Task goal >> Lines with the word "beak": copy all of them from the entries below.

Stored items
+++

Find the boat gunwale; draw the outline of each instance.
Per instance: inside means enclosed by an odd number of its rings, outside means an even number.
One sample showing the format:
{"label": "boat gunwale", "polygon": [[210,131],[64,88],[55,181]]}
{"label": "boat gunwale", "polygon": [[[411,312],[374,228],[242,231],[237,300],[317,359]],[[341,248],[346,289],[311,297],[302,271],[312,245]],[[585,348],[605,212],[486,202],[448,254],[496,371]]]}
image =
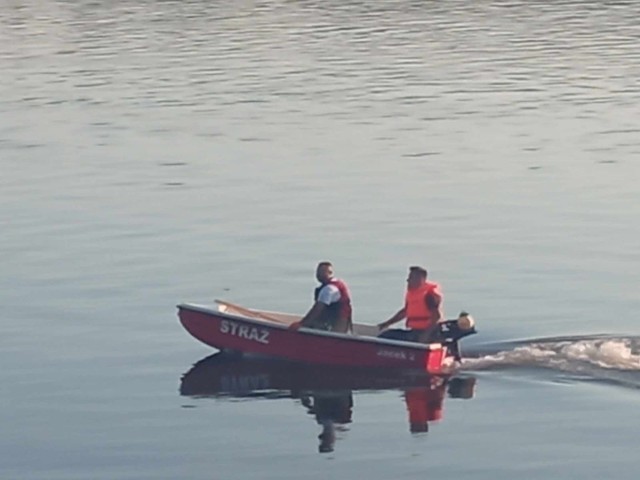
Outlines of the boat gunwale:
{"label": "boat gunwale", "polygon": [[[289,330],[287,325],[283,325],[280,323],[276,323],[275,321],[269,321],[267,319],[261,318],[251,318],[245,317],[240,314],[232,314],[227,312],[222,312],[220,310],[215,310],[211,307],[207,307],[205,305],[197,305],[193,303],[181,303],[177,305],[178,309],[190,310],[198,313],[205,313],[210,315],[216,315],[219,317],[228,318],[230,320],[240,320],[243,322],[252,323],[257,326],[264,327],[265,325],[269,326],[269,328],[275,328],[278,330]],[[262,311],[262,310],[261,310]],[[265,311],[266,313],[266,311]],[[283,312],[270,312],[270,313],[283,313]],[[339,340],[347,340],[347,341],[357,341],[357,342],[365,342],[365,343],[373,343],[376,345],[390,346],[390,347],[401,347],[408,348],[412,350],[420,350],[420,351],[431,351],[431,350],[439,350],[441,348],[445,348],[441,343],[413,343],[413,342],[404,342],[402,340],[391,340],[387,338],[379,338],[379,337],[368,337],[361,335],[349,335],[345,333],[338,332],[327,332],[324,330],[316,330],[314,328],[306,328],[301,327],[297,330],[298,333],[303,333],[305,335],[315,335],[320,337],[331,337]]]}

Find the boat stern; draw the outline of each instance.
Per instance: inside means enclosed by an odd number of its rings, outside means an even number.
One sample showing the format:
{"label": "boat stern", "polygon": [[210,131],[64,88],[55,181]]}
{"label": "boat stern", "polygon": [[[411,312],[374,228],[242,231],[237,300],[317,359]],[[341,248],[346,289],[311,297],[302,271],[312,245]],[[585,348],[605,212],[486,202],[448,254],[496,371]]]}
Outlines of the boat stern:
{"label": "boat stern", "polygon": [[447,347],[441,343],[432,343],[429,345],[429,352],[425,358],[425,371],[427,373],[442,373],[446,367],[447,362],[451,357],[447,356]]}

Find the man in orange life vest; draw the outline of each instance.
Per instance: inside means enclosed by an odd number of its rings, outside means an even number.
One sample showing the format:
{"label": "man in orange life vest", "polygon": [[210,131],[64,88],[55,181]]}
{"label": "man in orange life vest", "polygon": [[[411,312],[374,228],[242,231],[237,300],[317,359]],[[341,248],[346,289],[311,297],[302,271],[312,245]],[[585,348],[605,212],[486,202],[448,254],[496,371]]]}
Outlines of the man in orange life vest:
{"label": "man in orange life vest", "polygon": [[[407,330],[386,330],[403,318],[407,319]],[[427,281],[427,271],[424,268],[410,267],[404,307],[386,322],[378,324],[380,330],[385,330],[379,337],[427,343],[438,334],[438,322],[441,318],[440,286]]]}
{"label": "man in orange life vest", "polygon": [[351,330],[351,294],[347,284],[333,276],[331,262],[320,262],[316,268],[320,286],[313,294],[314,304],[299,322],[289,328],[300,327],[348,333]]}

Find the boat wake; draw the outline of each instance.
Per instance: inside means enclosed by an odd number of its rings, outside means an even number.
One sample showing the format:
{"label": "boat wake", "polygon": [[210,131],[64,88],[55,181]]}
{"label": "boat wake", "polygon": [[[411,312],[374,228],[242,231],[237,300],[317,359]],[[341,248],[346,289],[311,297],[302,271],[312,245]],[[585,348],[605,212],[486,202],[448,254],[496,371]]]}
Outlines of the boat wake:
{"label": "boat wake", "polygon": [[640,337],[557,337],[485,345],[465,352],[464,370],[543,368],[640,389]]}

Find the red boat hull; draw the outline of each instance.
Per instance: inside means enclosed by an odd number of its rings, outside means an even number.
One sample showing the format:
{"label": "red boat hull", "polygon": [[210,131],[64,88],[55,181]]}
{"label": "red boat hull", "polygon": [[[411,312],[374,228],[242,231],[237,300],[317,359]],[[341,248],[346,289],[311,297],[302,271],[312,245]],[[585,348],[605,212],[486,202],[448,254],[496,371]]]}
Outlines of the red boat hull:
{"label": "red boat hull", "polygon": [[188,304],[178,306],[178,315],[191,335],[220,350],[263,354],[310,364],[427,373],[447,373],[453,363],[447,348],[439,343],[422,345],[306,328],[296,331],[283,324]]}

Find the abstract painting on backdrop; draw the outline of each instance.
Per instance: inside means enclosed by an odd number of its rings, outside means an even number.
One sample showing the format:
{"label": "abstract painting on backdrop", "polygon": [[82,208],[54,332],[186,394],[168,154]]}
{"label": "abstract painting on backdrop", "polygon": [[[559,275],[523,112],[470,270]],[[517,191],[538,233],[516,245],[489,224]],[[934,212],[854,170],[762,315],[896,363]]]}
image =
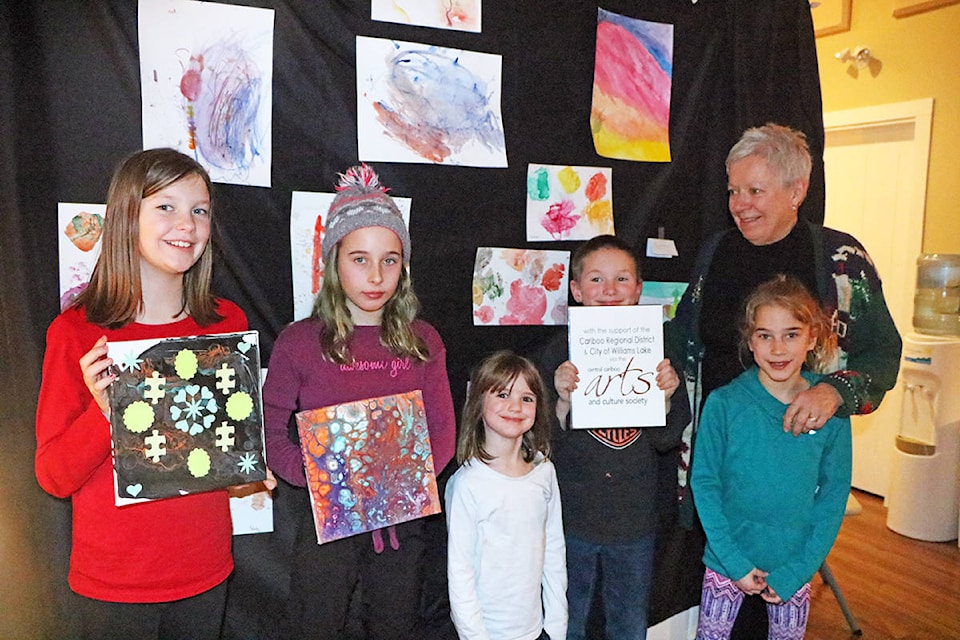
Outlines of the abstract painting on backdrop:
{"label": "abstract painting on backdrop", "polygon": [[506,167],[499,55],[357,36],[365,162]]}
{"label": "abstract painting on backdrop", "polygon": [[100,257],[105,204],[57,204],[57,253],[60,259],[60,310],[87,288]]}
{"label": "abstract painting on backdrop", "polygon": [[270,186],[273,9],[140,0],[143,148],[173,147],[214,182]]}
{"label": "abstract painting on backdrop", "polygon": [[473,324],[566,324],[569,251],[478,247]]}
{"label": "abstract painting on backdrop", "polygon": [[590,131],[597,155],[670,162],[673,25],[597,10]]}
{"label": "abstract painting on backdrop", "polygon": [[613,233],[612,169],[527,166],[527,240],[589,240]]}

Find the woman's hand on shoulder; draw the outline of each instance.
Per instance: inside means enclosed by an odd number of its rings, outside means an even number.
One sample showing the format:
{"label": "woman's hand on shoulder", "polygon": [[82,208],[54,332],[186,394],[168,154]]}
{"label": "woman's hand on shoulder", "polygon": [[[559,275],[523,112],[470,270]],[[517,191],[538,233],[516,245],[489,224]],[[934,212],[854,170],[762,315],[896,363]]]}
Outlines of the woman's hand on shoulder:
{"label": "woman's hand on shoulder", "polygon": [[112,364],[113,359],[107,357],[107,336],[100,336],[93,348],[80,356],[83,382],[108,420],[110,419],[110,397],[107,395],[107,387],[116,379],[116,376],[109,371]]}
{"label": "woman's hand on shoulder", "polygon": [[783,430],[798,436],[821,428],[833,417],[843,398],[826,382],[801,391],[783,414]]}

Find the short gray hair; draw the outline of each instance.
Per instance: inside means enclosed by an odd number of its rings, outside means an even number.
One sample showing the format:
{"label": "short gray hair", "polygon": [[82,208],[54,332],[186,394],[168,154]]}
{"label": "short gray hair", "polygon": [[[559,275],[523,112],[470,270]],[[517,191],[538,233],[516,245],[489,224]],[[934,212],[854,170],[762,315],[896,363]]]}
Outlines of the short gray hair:
{"label": "short gray hair", "polygon": [[766,160],[784,186],[810,180],[810,149],[802,131],[772,122],[747,129],[727,154],[727,173],[731,164],[750,156]]}

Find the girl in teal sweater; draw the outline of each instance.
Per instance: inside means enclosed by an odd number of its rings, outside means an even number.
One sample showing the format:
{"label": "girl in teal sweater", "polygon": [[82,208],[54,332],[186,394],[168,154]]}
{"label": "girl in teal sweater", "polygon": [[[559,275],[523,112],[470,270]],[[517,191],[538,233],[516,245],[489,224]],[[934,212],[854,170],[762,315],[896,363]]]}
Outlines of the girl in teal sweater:
{"label": "girl in teal sweater", "polygon": [[799,639],[809,580],[843,520],[852,445],[849,418],[806,416],[809,433],[794,436],[783,414],[820,379],[804,365],[829,362],[835,337],[804,285],[781,275],[748,297],[742,345],[756,366],[710,395],[697,433],[691,485],[707,535],[697,638],[729,638],[744,595],[760,594],[769,638]]}

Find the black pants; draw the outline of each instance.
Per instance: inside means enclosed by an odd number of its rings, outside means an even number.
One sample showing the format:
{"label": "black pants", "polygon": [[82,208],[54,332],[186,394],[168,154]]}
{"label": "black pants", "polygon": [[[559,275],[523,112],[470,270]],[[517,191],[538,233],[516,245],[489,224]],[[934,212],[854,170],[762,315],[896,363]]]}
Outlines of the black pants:
{"label": "black pants", "polygon": [[217,640],[227,583],[190,598],[157,603],[76,597],[84,640]]}
{"label": "black pants", "polygon": [[317,544],[305,490],[296,548],[292,554],[287,610],[291,640],[337,640],[346,636],[356,596],[363,636],[369,640],[413,638],[419,622],[425,536],[423,520],[396,525],[399,549],[383,531],[376,553],[370,533]]}
{"label": "black pants", "polygon": [[730,632],[730,640],[767,640],[769,621],[767,602],[760,596],[747,596]]}

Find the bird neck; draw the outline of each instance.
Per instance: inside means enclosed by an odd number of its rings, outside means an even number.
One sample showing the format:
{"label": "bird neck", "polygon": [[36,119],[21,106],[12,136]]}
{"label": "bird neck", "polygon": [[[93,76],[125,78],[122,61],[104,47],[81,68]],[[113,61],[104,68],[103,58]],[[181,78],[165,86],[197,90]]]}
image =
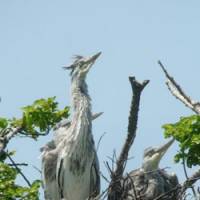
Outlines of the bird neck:
{"label": "bird neck", "polygon": [[142,169],[145,172],[155,171],[159,168],[158,165],[159,165],[158,161],[153,161],[153,162],[152,161],[145,161],[142,164]]}
{"label": "bird neck", "polygon": [[72,80],[71,86],[72,107],[74,114],[79,112],[81,107],[89,107],[90,110],[90,96],[85,80]]}
{"label": "bird neck", "polygon": [[[72,124],[75,133],[73,134],[77,141],[92,139],[92,114],[91,99],[88,94],[87,84],[84,80],[72,82],[72,103],[73,119]],[[83,142],[84,143],[84,142]]]}
{"label": "bird neck", "polygon": [[73,150],[71,169],[74,173],[85,171],[86,163],[91,161],[94,152],[92,136],[92,114],[90,97],[85,81],[72,83],[73,118],[71,122]]}

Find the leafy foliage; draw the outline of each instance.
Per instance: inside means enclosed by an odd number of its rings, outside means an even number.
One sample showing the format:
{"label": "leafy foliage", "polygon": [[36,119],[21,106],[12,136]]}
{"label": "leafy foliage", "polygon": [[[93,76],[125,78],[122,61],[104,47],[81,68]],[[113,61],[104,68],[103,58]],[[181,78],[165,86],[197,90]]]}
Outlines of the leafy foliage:
{"label": "leafy foliage", "polygon": [[36,139],[47,134],[56,123],[69,116],[69,107],[59,110],[55,97],[36,100],[32,105],[23,107],[22,111],[20,119],[0,118],[0,130],[4,130],[4,134],[10,128],[20,128],[19,133]]}
{"label": "leafy foliage", "polygon": [[[32,105],[23,107],[22,111],[22,117],[19,119],[0,118],[0,138],[3,139],[8,133],[17,130],[16,134],[23,134],[37,139],[41,135],[48,134],[56,123],[69,116],[69,108],[65,107],[63,110],[59,110],[55,97],[36,100]],[[13,156],[13,154],[14,152],[6,153],[5,151],[1,154],[0,199],[39,200],[40,180],[35,180],[30,187],[16,184],[16,177],[19,171],[15,166],[10,166],[6,163],[8,155]]]}
{"label": "leafy foliage", "polygon": [[22,187],[15,184],[18,171],[0,162],[0,199],[5,200],[39,200],[39,188],[41,182],[36,180],[31,187]]}
{"label": "leafy foliage", "polygon": [[33,137],[37,136],[37,129],[42,134],[45,134],[62,118],[67,118],[69,114],[68,107],[59,111],[58,103],[55,102],[55,97],[36,100],[33,105],[23,107],[23,117],[21,122],[15,120],[12,124],[22,124],[23,129]]}
{"label": "leafy foliage", "polygon": [[8,120],[6,118],[0,117],[0,128],[5,129],[8,126]]}
{"label": "leafy foliage", "polygon": [[180,151],[175,161],[186,161],[188,167],[200,165],[200,116],[181,117],[174,124],[163,126],[166,137],[174,137],[179,142]]}

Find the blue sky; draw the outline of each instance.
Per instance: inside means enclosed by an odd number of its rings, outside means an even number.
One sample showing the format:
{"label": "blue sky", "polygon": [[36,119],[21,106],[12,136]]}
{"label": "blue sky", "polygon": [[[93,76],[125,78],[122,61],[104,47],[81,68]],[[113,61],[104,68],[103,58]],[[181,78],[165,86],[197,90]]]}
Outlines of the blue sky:
{"label": "blue sky", "polygon": [[[103,111],[94,122],[101,170],[113,149],[119,151],[127,130],[131,88],[128,76],[150,79],[142,94],[138,132],[127,171],[141,165],[144,148],[164,142],[161,125],[192,114],[169,94],[157,65],[160,59],[194,99],[200,99],[199,1],[0,1],[0,104],[1,116],[20,116],[20,107],[41,97],[57,96],[60,107],[69,105],[69,74],[62,66],[74,54],[102,51],[88,75],[93,111]],[[40,174],[38,142],[16,138],[9,149],[16,160],[27,161],[30,180]],[[173,164],[174,144],[161,167],[171,167],[184,179],[180,165]],[[21,179],[20,182],[23,183]],[[103,183],[105,187],[105,183]]]}

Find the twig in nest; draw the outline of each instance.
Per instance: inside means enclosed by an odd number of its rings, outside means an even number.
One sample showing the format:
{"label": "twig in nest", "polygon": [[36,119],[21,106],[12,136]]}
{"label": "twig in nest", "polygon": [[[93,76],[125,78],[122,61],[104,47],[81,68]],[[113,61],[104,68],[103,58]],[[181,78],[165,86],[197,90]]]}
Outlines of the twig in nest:
{"label": "twig in nest", "polygon": [[33,167],[37,172],[39,172],[40,174],[42,174],[42,171],[41,171],[38,167],[36,167],[36,166],[34,166],[34,165],[32,165],[32,167]]}
{"label": "twig in nest", "polygon": [[110,183],[110,181],[106,178],[106,176],[103,175],[102,172],[100,172],[100,175],[107,183]]}
{"label": "twig in nest", "polygon": [[106,133],[103,133],[103,134],[101,135],[101,137],[99,138],[99,141],[98,141],[98,143],[97,143],[96,151],[99,150],[99,147],[100,147],[100,144],[101,144],[101,140],[103,139],[103,137],[105,136],[105,134],[106,134]]}

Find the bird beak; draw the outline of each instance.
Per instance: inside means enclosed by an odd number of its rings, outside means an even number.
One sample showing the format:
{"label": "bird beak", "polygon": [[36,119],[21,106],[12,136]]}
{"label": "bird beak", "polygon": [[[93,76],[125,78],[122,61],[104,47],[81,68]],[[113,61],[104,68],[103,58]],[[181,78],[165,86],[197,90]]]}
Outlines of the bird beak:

+++

Solution below >>
Find the bird beak; draw the outline of each instance.
{"label": "bird beak", "polygon": [[36,119],[21,106],[12,136]]}
{"label": "bird beak", "polygon": [[[93,76],[125,78],[122,61],[104,47],[81,68]],[[113,61],[104,68],[103,58]],[[181,78],[165,86],[197,90]]]}
Outlines of the bird beak:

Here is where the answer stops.